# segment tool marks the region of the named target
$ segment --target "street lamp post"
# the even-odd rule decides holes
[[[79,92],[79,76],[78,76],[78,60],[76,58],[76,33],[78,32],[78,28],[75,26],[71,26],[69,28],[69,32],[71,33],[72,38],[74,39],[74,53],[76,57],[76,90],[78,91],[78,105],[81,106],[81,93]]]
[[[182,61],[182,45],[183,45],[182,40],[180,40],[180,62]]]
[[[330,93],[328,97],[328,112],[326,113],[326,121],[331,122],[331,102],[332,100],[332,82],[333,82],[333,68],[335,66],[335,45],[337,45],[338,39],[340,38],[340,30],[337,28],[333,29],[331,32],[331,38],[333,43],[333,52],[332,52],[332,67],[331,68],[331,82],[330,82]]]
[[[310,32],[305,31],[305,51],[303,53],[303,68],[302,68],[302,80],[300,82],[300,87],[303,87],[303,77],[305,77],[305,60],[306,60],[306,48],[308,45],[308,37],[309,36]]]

- - - - -

## Exercise
Write out every line of the items above again, keeping each one unchanged.

## Solution
# segment tool marks the region of the named target
$ segment --target "street lamp post"
# the even-odd rule decides holes
[[[79,92],[79,76],[78,76],[78,60],[76,58],[76,33],[78,32],[78,28],[75,26],[71,26],[69,28],[69,32],[71,33],[72,38],[74,39],[74,53],[76,57],[76,90],[78,91],[78,105],[81,106],[81,93]]]
[[[182,61],[182,45],[183,45],[182,40],[180,40],[180,62]]]
[[[330,93],[328,97],[328,112],[326,113],[326,121],[331,122],[331,102],[332,100],[332,82],[333,82],[333,68],[335,66],[335,45],[337,45],[338,39],[340,38],[340,30],[337,28],[333,29],[331,32],[331,38],[333,43],[333,52],[332,52],[332,67],[331,68],[331,82],[330,82]]]
[[[310,32],[305,31],[305,51],[303,53],[303,68],[302,68],[302,80],[300,82],[300,87],[303,87],[303,77],[305,77],[305,60],[306,60],[306,48],[308,45],[308,37],[309,36]]]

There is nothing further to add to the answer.